Instructions to follow:
Please return every row below that contains the word "shirt", copying each such row in full. Case counts, so match the word only with identical capitalization.

☆ ☆ ☆ ☆ ☆

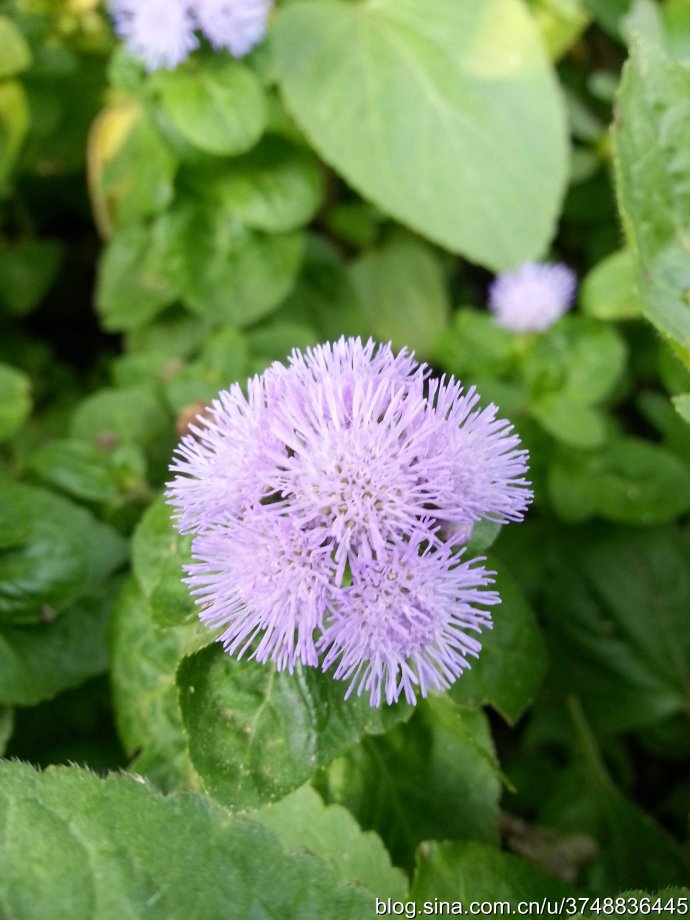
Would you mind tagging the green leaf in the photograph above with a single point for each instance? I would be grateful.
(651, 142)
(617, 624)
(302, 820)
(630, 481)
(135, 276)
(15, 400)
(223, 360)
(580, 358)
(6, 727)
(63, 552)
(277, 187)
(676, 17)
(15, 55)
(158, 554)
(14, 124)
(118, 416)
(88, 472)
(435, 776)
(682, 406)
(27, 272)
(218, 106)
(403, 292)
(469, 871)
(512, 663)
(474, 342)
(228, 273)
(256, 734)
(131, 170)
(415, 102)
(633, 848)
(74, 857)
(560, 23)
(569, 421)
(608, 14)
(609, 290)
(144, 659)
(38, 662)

☆ ☆ ☆ ☆ ☆

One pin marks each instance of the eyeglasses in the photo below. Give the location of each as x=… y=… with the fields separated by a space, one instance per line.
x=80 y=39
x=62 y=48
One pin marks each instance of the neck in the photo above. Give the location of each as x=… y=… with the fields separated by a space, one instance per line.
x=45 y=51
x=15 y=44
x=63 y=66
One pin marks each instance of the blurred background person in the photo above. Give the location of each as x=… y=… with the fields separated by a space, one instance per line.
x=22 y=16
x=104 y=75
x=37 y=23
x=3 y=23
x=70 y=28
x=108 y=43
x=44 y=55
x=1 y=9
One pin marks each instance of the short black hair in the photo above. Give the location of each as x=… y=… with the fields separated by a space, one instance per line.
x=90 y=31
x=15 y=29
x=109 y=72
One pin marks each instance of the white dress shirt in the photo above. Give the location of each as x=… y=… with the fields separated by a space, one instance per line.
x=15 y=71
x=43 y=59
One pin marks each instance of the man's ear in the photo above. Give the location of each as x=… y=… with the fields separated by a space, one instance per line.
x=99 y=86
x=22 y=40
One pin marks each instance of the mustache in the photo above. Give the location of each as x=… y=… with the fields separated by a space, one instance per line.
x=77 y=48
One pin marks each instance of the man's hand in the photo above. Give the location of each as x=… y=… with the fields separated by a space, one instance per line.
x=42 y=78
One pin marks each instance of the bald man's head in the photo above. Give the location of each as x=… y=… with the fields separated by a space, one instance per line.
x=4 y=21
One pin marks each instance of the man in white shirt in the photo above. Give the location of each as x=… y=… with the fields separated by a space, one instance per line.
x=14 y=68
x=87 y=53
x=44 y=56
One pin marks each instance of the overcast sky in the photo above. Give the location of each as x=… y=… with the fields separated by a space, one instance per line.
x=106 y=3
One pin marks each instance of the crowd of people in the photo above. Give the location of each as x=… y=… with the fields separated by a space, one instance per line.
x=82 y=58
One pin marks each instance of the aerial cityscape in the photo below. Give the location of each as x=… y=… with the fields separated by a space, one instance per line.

☆ ☆ ☆ ☆ ☆

Answer for the task:
One pin marks each instance of the white dress shirt in the photo above. Give the location of each as x=… y=… with the fields separated by a space, one instance per line.
One pin marks each instance of the man in white shirt in the photo above. Give the location of each as x=… y=… with the fields separated by a space, one instance per line.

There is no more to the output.